▸ Work request:
Please return all records verbatim, no pictures.

══════════════════════════════

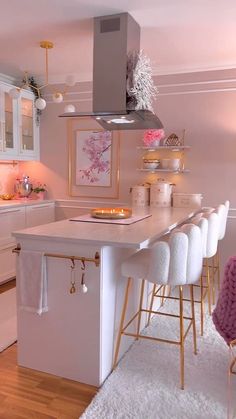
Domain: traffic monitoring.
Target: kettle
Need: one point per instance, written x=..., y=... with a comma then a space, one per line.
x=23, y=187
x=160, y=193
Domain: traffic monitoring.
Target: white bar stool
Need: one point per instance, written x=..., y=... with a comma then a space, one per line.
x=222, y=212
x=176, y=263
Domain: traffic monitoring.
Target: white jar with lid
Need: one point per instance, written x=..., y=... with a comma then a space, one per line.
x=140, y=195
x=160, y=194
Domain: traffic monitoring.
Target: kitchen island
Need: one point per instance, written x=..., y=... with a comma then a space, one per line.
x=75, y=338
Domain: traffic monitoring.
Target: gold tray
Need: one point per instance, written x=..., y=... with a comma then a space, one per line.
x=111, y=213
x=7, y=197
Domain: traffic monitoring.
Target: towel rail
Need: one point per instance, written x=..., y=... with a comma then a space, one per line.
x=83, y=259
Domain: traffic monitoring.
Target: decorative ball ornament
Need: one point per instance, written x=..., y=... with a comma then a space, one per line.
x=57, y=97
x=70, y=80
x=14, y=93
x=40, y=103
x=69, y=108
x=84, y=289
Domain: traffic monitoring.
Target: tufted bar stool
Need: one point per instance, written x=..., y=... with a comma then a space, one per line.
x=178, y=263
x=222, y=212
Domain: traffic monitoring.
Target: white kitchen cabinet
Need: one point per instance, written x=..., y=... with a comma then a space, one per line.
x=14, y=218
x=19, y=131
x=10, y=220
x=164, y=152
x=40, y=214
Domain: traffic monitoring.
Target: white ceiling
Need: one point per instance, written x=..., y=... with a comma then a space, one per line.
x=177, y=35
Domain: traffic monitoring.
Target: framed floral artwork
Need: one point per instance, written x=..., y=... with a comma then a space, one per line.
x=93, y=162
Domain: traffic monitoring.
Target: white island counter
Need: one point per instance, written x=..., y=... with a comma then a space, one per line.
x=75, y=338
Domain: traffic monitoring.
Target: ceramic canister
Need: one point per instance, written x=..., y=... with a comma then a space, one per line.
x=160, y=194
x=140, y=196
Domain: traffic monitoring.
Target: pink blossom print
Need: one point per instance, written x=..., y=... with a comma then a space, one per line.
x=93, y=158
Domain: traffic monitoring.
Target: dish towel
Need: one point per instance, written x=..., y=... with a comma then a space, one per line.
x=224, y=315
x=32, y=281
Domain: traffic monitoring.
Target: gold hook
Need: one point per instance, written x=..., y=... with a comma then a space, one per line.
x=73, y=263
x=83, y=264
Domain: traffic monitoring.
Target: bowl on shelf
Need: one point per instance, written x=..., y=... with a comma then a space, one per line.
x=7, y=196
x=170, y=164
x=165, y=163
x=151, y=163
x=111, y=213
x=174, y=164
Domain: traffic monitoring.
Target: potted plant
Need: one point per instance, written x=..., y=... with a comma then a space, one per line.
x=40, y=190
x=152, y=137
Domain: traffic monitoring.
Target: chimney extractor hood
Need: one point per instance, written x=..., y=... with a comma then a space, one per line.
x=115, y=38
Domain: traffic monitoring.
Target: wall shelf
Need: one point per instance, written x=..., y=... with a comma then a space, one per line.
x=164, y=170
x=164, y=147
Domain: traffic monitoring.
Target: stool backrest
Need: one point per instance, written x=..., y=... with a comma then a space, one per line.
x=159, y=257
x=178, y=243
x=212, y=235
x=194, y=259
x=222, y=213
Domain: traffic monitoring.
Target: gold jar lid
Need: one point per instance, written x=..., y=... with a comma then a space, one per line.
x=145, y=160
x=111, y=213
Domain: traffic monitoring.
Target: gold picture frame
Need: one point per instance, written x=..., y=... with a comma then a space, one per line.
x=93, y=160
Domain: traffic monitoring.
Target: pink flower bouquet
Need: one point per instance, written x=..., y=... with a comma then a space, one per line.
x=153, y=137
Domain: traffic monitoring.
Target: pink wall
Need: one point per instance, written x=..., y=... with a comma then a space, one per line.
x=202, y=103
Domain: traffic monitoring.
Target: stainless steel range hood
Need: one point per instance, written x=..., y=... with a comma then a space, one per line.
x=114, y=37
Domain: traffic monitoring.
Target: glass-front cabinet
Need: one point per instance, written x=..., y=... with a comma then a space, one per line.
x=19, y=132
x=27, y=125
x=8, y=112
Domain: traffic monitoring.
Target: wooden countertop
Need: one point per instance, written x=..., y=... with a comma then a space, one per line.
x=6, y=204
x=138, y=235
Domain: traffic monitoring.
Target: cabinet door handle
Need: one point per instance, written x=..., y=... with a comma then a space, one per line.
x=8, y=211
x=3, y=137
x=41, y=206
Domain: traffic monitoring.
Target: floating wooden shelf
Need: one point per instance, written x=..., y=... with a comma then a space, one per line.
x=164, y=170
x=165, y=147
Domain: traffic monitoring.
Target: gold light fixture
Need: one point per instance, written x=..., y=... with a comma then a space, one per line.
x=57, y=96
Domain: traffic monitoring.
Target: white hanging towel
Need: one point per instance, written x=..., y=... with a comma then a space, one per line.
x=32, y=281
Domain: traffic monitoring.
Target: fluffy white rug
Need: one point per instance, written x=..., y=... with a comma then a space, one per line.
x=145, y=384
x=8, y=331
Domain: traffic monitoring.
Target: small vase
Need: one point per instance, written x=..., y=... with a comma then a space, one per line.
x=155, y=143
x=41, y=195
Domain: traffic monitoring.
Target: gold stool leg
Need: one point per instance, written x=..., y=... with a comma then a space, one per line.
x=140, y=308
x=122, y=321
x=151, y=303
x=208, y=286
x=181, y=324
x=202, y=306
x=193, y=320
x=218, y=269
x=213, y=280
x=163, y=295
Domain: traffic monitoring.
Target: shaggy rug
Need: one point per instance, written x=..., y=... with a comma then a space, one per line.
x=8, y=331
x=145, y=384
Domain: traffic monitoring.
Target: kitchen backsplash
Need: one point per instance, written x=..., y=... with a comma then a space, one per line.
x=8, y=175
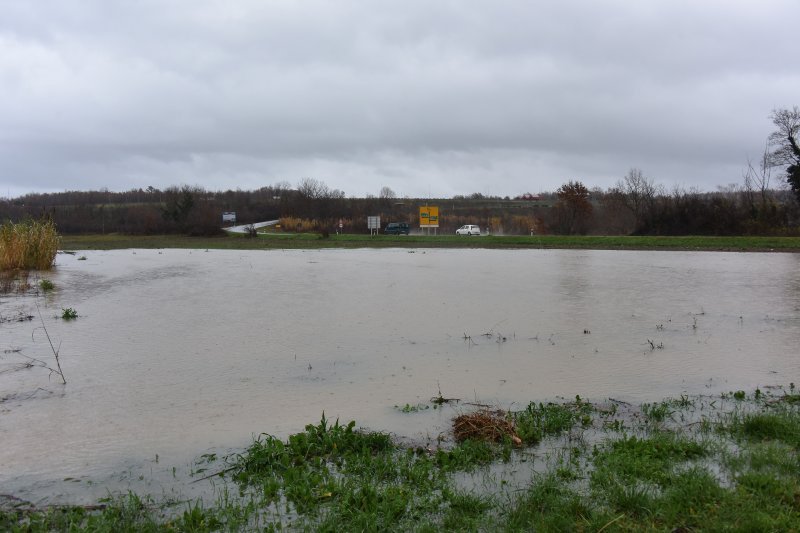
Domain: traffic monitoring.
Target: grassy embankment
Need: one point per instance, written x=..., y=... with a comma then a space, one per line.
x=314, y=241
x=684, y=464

══════════════════════════════

▸ Written solution:
Domain: traffic monitoring.
Target: kettle
Need: one point per instance, written x=..., y=... with a comma then a space, one per line.
x=23, y=187
x=160, y=193
Domain: traffic monitoring.
Target: white bar stool
Need: one point per instance, written x=..., y=... with a comma then a space, one per line.
x=222, y=212
x=176, y=263
Domain: traffic monitoring.
Target: white jar with lid
Need: one point per instance, written x=..., y=... with a comma then a space, one per line.
x=140, y=195
x=160, y=194
Domain: traffic monitoring.
Target: kitchen island
Need: one point per instance, written x=..., y=... with a comma then a space, one per line.
x=75, y=338
Domain: traffic monitoring.
Target: gold tray
Need: one point per instance, written x=..., y=... with a comma then a space, one per line.
x=111, y=213
x=7, y=197
Domain: traffic monitoring.
Target: towel rail
Need: one point per instance, written x=..., y=... with a comma then a space, one per line.
x=83, y=259
Domain: traffic monitoring.
Target: decorative ball ornament
Need: one point per instance, written x=..., y=... with a comma then a space, one per line.
x=57, y=97
x=70, y=80
x=14, y=93
x=40, y=103
x=69, y=108
x=84, y=289
Domain: traffic monitoring.
Target: tufted bar stool
Need: one point per instance, written x=..., y=... with a comma then a space, one per line.
x=178, y=263
x=222, y=212
Domain: traffic monitoring.
Target: white kitchen cabinet
Need: one point per instance, written x=..., y=... with a comma then a space, one per line.
x=14, y=218
x=19, y=131
x=10, y=220
x=164, y=152
x=40, y=214
Domain: traffic monitoring.
Target: white ceiling
Need: one point per instance, written x=..., y=... with a comma then a space, one per line.
x=177, y=35
Domain: traffic monitoring.
Target: framed floral artwork
Need: one point per instance, written x=..., y=... with a comma then a space, one per line.
x=93, y=162
Domain: traffic monitoring.
Target: white island counter
Need: one point per instance, written x=..., y=... with a comma then a space, one per line.
x=75, y=338
Domain: traffic monitoring.
Target: ceramic canister
Need: one point per instance, written x=..., y=... with a comma then a space, one per line.
x=160, y=194
x=140, y=196
Domain: traffic monitoring.
Target: pink blossom print
Need: one point per instance, written x=..., y=... with a comma then a space, one per line.
x=93, y=158
Domain: traffic monitoring.
Target: dish towel
Need: one point per instance, written x=..., y=... with a comma then a space, one per line.
x=224, y=315
x=32, y=281
Domain: traffic monitoring.
Target: gold hook
Need: one point per instance, written x=..., y=... with a comma then a space, one per line.
x=73, y=263
x=83, y=264
Domain: traffic monitoring.
Target: bowl on shelf
Need: one point per instance, written x=..., y=... with a comma then a space, one per line.
x=7, y=196
x=170, y=164
x=165, y=163
x=151, y=163
x=111, y=213
x=174, y=164
Domain: traffic monitoring.
Target: potted plant
Need: one point per instance, written x=..., y=... with a comma then a space, one per line.
x=40, y=190
x=152, y=137
Domain: traffic monitoring.
Target: chimney extractor hood
Need: one point per instance, written x=..., y=... with a comma then a space, one per line.
x=115, y=38
Domain: traffic monitoring.
Target: wall shelf
Need: one point per instance, written x=..., y=... with a comma then a space, one per line.
x=164, y=170
x=164, y=147
Domain: traffic monitoring.
Target: stool backrest
Need: one point per instance, written x=..., y=... with a comma then a space, one per line.
x=159, y=257
x=178, y=243
x=212, y=235
x=194, y=259
x=222, y=213
Domain: traffic monitoring.
Target: gold jar lid
Need: one point per instance, written x=..., y=... with a comma then a space, one per line.
x=145, y=160
x=111, y=213
Domain: traffic monitoring.
Target: gold picture frame
Need: one point per instance, written x=..., y=... with a comma then a space, one per line.
x=93, y=160
Domain: traffic monitoring.
Target: pink flower bouquet
Need: one point per instance, written x=..., y=... with a comma then a space, one per line.
x=153, y=137
Domain: traffic monitoring.
Target: pink wall
Need: one point per instance, written x=..., y=... with a comma then a space, one per line.
x=202, y=103
Domain: traffic monitoring.
Target: stainless steel range hood
Need: one point per instance, written x=..., y=... with a comma then a space, one per line.
x=114, y=37
Domain: traffic monitoring.
Target: glass-front cabinet
Need: one point per instance, written x=..., y=... with a comma then a space, one per line.
x=19, y=132
x=27, y=125
x=8, y=112
Domain: traffic monitoring.
Target: wooden countertop
Need: one point per instance, written x=..., y=... with a comma then a space, one per line.
x=6, y=204
x=138, y=235
Domain: traffic monitoring.
Target: cabinet door handle
Need: one point per instance, written x=..., y=... with a comma then a space, one per line.
x=8, y=211
x=3, y=137
x=41, y=206
Domain: traffic monitoring.
Target: floating wooden shelf
Need: one point per instance, written x=..., y=... with a comma then a space, one per line.
x=164, y=170
x=165, y=147
Domain: traffic monitoring.
Target: gold light fixture
Need: one point per instance, written x=..., y=... with a comma then a space, one per line.
x=57, y=96
Domain: traffic monitoring.
Target: white hanging towel
Need: one point per instance, written x=..., y=... with a comma then a space, one per line.
x=32, y=281
Domain: traffic monitoring.
Target: fluffy white rug
Need: one point per instance, written x=..., y=... with a comma then a space, one per line.
x=145, y=384
x=8, y=331
Domain: traffic monitoring.
Target: small vase
Need: one point per instance, written x=..., y=... with a comma then a space, one per line.
x=155, y=143
x=41, y=195
Domain: traffic monitoring.
Target: gold stool leg
Need: one point per instance, written x=..., y=... with a comma then a space, one per line.
x=140, y=308
x=122, y=321
x=151, y=303
x=208, y=286
x=181, y=324
x=202, y=306
x=193, y=320
x=218, y=269
x=213, y=280
x=163, y=295
Domain: traffic monitoring.
Target: shaggy rug
Need: one point per instance, written x=..., y=... with a comma then a space, one per line.
x=8, y=331
x=145, y=384
Domain: traffic monitoring.
Target: kitchen backsplash
Need: one point per instance, written x=..., y=... with a comma then a space, one per line.
x=8, y=175
Domain: traffic monitoring.
Target: grassy embankment
Need: one point per instance, written x=..., y=... with a comma then a space, one per line.
x=314, y=241
x=684, y=464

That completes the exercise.